Rewrite the records from the start up to and including the line with "[0,177,101,411]", swapping "barn" for "shed" and keeping everything else the same.

# [Detection annotation records]
## start

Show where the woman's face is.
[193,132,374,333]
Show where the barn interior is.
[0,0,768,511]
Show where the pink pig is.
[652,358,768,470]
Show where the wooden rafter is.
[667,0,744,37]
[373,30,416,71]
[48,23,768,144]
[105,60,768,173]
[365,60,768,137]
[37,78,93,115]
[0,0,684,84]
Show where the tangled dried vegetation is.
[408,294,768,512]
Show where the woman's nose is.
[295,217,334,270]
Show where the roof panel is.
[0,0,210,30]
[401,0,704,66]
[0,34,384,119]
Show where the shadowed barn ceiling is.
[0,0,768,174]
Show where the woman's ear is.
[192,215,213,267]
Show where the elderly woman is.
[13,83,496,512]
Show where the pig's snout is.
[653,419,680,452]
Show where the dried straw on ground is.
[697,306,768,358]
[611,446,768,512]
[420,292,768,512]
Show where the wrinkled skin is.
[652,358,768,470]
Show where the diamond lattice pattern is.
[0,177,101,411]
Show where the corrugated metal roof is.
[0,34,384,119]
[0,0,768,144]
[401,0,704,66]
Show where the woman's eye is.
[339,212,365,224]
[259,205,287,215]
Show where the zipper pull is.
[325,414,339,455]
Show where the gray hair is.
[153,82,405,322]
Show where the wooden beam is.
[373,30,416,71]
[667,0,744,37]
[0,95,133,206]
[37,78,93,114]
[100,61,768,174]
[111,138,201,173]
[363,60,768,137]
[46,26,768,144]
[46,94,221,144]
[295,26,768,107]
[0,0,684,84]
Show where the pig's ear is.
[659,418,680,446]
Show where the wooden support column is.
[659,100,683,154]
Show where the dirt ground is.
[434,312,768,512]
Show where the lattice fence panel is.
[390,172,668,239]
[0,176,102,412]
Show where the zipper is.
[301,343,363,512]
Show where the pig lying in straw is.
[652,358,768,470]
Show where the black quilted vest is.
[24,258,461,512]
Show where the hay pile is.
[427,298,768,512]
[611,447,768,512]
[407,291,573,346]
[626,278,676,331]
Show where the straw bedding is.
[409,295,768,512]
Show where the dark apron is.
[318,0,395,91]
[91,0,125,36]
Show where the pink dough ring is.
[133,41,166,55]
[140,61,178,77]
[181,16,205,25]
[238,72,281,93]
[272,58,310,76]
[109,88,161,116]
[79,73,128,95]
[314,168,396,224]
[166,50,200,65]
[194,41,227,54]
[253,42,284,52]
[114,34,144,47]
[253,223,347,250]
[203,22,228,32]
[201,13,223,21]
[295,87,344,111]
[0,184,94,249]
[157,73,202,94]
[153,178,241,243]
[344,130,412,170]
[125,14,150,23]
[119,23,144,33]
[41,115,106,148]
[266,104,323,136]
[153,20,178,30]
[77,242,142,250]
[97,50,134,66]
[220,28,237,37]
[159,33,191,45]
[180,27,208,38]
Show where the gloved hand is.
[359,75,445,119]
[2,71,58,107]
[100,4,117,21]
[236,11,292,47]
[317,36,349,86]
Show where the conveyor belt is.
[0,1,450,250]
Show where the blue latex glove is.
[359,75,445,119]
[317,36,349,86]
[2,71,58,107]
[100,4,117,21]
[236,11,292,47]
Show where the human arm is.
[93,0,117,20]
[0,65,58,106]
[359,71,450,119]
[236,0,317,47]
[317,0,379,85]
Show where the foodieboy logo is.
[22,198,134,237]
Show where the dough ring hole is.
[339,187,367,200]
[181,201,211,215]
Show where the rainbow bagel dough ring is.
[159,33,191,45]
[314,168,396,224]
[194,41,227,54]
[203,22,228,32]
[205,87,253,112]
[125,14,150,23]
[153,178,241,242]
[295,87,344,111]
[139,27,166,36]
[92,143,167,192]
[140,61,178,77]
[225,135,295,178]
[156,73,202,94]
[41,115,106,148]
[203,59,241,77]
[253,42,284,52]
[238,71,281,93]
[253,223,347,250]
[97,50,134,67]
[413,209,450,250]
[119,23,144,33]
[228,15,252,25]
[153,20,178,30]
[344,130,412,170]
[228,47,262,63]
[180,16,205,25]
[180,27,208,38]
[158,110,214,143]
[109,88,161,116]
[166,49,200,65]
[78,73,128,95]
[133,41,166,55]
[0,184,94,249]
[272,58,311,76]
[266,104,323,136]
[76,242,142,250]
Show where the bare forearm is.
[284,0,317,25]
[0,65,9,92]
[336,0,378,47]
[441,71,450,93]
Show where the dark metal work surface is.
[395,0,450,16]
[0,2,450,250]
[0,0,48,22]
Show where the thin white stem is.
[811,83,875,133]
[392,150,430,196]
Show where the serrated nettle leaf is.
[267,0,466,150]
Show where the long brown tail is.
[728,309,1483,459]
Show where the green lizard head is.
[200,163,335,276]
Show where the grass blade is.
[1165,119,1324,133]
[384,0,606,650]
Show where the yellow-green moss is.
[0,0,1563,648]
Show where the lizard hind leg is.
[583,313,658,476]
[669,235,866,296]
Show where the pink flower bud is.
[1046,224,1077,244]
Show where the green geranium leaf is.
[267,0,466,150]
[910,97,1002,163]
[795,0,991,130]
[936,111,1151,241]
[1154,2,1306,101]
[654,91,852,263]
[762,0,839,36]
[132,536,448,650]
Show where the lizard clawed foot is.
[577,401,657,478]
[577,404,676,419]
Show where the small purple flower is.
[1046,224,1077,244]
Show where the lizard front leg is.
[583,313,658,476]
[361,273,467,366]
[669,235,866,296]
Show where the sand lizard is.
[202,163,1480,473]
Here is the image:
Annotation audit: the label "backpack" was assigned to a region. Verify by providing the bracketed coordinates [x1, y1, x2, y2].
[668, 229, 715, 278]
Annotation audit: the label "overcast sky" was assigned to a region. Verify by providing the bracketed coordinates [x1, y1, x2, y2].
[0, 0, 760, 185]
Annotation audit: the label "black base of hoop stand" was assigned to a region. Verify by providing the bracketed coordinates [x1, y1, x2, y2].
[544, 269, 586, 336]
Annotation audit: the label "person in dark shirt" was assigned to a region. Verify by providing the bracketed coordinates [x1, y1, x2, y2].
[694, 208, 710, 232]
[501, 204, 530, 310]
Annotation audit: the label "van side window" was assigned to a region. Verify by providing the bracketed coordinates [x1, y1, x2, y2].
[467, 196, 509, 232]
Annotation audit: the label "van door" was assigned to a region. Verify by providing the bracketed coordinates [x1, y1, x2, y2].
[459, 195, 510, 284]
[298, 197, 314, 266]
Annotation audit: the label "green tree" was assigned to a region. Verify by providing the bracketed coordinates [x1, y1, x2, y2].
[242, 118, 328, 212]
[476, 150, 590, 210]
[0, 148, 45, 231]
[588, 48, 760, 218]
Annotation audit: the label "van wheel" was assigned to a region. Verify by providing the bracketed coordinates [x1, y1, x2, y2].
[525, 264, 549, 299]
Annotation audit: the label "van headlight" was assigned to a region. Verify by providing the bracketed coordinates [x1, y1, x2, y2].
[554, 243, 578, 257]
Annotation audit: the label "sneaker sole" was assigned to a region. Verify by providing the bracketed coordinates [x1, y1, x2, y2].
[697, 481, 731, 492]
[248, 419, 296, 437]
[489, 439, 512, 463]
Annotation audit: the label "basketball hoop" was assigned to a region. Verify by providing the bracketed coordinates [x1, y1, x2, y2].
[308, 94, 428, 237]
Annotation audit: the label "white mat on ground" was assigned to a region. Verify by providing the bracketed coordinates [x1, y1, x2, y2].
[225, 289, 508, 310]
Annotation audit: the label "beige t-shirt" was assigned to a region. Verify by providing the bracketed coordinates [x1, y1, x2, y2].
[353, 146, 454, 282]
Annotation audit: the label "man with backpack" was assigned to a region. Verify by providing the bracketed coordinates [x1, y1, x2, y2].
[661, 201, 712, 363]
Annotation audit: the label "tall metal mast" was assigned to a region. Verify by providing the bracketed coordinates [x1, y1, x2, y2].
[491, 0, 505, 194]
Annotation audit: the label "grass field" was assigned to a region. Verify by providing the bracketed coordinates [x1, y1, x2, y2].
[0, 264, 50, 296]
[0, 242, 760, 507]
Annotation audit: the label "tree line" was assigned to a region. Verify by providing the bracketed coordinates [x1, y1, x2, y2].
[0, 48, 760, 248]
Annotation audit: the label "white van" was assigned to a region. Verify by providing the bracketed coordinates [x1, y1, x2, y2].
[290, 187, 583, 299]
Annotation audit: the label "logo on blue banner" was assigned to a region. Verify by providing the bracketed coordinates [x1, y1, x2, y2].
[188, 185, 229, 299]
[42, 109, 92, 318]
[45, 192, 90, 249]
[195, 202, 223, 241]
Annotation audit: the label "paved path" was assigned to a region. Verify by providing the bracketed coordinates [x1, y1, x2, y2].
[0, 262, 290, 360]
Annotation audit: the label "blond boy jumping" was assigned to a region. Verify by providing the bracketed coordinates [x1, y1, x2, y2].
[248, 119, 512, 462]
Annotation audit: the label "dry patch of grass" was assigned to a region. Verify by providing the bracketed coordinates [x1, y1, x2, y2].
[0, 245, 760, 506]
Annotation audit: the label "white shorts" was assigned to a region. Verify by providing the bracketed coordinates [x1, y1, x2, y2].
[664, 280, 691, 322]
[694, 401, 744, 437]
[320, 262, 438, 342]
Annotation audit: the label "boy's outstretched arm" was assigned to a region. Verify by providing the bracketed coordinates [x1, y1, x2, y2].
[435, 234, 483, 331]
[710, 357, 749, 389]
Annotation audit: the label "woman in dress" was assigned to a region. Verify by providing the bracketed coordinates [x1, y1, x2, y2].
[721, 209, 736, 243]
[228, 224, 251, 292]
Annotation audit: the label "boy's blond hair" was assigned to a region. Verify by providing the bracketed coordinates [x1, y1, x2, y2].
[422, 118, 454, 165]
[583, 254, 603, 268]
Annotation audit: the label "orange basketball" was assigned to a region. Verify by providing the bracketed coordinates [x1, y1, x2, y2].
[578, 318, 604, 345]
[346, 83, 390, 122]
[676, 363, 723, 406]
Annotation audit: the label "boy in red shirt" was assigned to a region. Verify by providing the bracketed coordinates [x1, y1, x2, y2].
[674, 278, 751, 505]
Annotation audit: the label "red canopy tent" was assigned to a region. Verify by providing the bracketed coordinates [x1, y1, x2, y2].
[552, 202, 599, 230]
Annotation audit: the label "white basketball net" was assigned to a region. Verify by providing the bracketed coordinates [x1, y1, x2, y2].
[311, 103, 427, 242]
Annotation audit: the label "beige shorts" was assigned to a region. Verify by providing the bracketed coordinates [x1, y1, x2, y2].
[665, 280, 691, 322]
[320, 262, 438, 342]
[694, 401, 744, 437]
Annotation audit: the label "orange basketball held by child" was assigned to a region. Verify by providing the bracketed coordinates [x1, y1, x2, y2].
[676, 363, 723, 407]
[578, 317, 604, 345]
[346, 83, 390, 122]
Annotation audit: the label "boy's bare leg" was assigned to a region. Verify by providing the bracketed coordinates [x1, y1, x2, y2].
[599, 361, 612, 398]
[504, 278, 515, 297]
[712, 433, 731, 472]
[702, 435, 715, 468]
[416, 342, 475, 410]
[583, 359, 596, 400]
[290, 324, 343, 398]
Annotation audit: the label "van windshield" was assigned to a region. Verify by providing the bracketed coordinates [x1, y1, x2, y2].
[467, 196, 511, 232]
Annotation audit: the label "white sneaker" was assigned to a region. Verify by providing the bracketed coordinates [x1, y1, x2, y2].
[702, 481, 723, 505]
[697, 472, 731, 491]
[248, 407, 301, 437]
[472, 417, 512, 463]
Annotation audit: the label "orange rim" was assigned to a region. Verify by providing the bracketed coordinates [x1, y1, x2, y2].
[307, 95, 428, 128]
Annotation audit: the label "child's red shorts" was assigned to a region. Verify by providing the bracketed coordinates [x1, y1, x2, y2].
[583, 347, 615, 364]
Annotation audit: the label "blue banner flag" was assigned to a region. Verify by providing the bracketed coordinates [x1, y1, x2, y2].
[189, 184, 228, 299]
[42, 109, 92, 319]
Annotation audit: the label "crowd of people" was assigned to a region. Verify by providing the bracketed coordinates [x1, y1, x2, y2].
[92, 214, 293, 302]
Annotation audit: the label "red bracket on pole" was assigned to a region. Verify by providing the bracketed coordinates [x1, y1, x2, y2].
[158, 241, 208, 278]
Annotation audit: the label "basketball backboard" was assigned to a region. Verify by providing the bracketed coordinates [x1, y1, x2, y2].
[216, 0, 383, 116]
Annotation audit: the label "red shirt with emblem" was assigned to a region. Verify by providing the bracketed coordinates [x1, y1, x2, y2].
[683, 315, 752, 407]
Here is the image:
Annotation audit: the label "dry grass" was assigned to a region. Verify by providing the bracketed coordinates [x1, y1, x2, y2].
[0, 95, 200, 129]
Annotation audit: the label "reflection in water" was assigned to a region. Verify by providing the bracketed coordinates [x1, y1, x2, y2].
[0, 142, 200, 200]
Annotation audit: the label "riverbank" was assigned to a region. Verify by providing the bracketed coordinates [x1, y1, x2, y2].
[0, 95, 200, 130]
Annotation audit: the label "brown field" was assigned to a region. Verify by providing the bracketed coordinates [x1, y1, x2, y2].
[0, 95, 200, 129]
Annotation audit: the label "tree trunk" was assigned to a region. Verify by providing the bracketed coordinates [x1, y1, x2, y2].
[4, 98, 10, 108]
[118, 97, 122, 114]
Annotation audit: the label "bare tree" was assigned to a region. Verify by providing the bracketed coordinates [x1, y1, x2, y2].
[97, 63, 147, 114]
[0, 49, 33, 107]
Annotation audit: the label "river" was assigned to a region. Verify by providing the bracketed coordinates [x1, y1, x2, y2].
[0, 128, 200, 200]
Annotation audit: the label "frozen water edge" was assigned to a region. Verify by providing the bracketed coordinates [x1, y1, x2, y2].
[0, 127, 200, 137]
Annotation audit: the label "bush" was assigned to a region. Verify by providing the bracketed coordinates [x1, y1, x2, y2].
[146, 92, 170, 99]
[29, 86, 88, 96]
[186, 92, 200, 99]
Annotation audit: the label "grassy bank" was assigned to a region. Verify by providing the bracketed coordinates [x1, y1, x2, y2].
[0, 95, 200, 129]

## end

# [Written reply]
Show where the woman's face is.
[193,132,374,333]
Show where the shed interior is.
[0,0,768,511]
Show where the pink pig is.
[652,358,768,470]
Show where the wooden rafter is.
[667,0,744,37]
[373,30,416,71]
[48,23,768,144]
[105,60,768,173]
[365,60,768,137]
[37,78,93,115]
[0,0,684,84]
Show where the tangled dried vegetation is.
[408,294,768,512]
Show where the woman's nose is.
[295,217,334,270]
Show where the roof panel is.
[0,0,210,30]
[401,0,704,66]
[0,34,384,119]
Show where the shadowed shed ceiling is.
[0,0,768,174]
Show where the woman's ear is.
[192,215,213,267]
Show where the elderly woman is.
[13,83,496,512]
Show where the pig's snout is.
[653,419,680,452]
Show where the dried straw on ground is.
[697,306,768,358]
[611,446,768,512]
[420,292,768,512]
Show where the wrinkled skin is.
[652,358,768,470]
Show where the diamond lattice pattern is.
[0,177,101,411]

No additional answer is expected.